● **TASK BRIEF**
From the entries below, extract the lines starting at the one containing "Where can the striped" and ending at the one containing "pixel 757 457", with both of those lines included. Reproduce them word for word and give nothing else.

(Entries from a pointing dataset)
********
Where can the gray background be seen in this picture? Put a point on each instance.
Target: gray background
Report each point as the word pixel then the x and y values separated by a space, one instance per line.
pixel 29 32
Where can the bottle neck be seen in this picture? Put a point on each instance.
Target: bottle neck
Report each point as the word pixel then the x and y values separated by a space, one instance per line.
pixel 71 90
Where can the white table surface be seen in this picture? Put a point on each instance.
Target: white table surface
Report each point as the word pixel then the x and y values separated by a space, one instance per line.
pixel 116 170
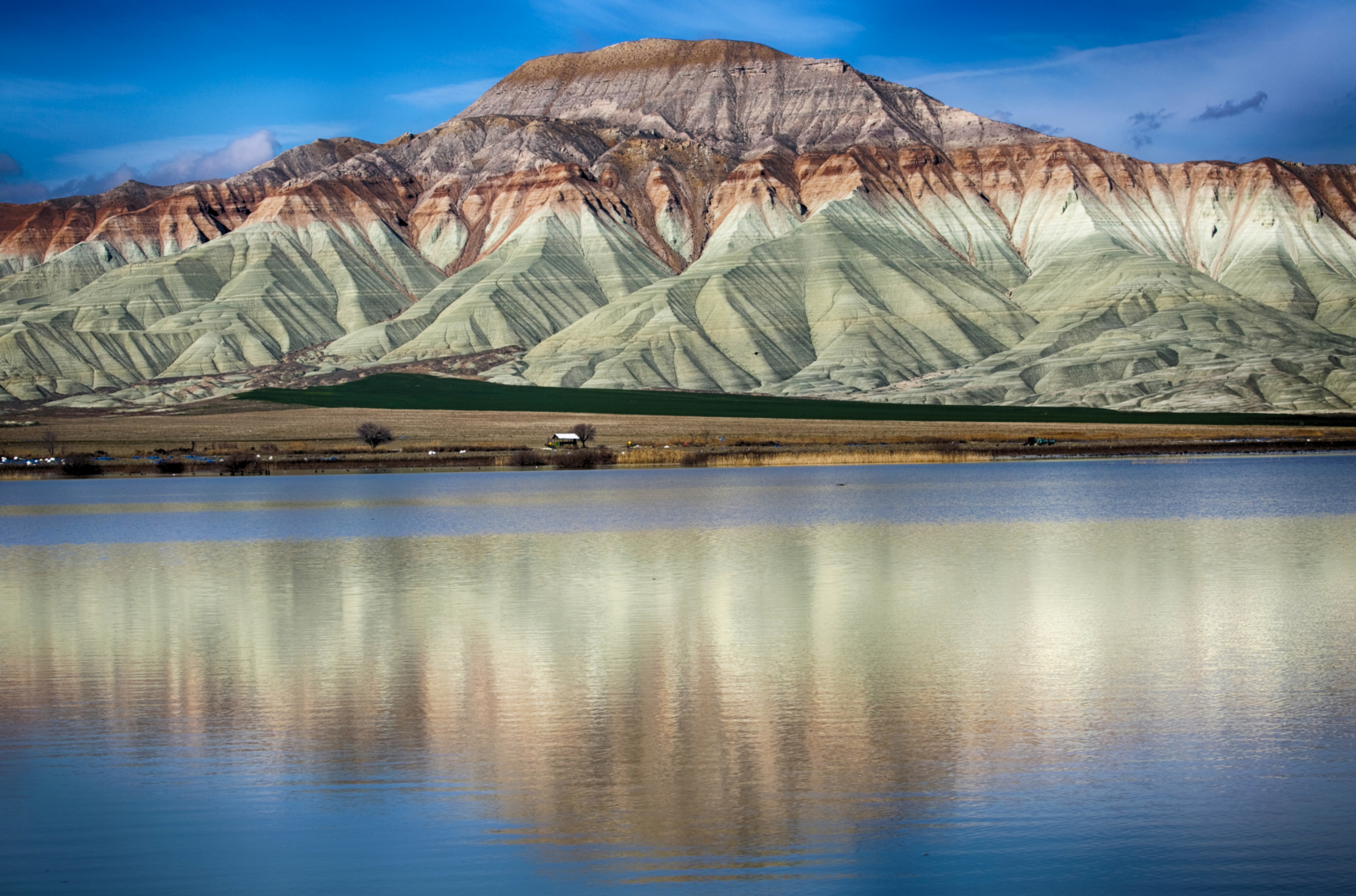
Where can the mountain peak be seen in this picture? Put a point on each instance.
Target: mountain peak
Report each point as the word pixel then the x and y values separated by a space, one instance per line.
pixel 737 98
********
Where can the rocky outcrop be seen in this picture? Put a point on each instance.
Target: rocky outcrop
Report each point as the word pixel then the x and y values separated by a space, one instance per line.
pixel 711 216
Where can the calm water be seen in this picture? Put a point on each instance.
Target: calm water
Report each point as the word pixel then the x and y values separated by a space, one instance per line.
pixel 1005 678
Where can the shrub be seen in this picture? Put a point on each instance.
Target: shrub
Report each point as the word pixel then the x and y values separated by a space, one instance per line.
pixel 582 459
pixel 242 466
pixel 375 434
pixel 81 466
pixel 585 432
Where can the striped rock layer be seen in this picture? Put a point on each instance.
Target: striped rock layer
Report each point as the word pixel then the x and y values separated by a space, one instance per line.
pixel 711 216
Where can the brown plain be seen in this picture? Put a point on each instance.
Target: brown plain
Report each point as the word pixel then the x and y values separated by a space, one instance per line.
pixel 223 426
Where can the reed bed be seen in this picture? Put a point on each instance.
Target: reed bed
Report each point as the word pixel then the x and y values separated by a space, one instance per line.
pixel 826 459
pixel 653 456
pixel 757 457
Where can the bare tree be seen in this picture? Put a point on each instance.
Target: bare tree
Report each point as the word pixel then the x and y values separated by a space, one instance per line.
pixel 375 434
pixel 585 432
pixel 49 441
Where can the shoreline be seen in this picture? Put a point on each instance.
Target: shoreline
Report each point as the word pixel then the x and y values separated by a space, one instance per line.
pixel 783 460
********
● **RESULT OF THE EXERCISE**
Where can the striped rock layer be seen in this picture? Put a point on each instance.
Target: striped rock layer
Report each point as the word pixel then the x and y values separated by a space, one instance per line.
pixel 711 216
Where can the brown plain be seen in this picture? Put a point on each instance.
Target: brown plain
Report each point as the word pixel then the x and y values separated by a space, one instance per line.
pixel 223 426
Where can the reed bed be seen in this picture? Put a point on each instance.
Target: reed bed
Report each point as the word pixel then the x and y values separated by a space, one instance per line.
pixel 826 459
pixel 653 456
pixel 757 457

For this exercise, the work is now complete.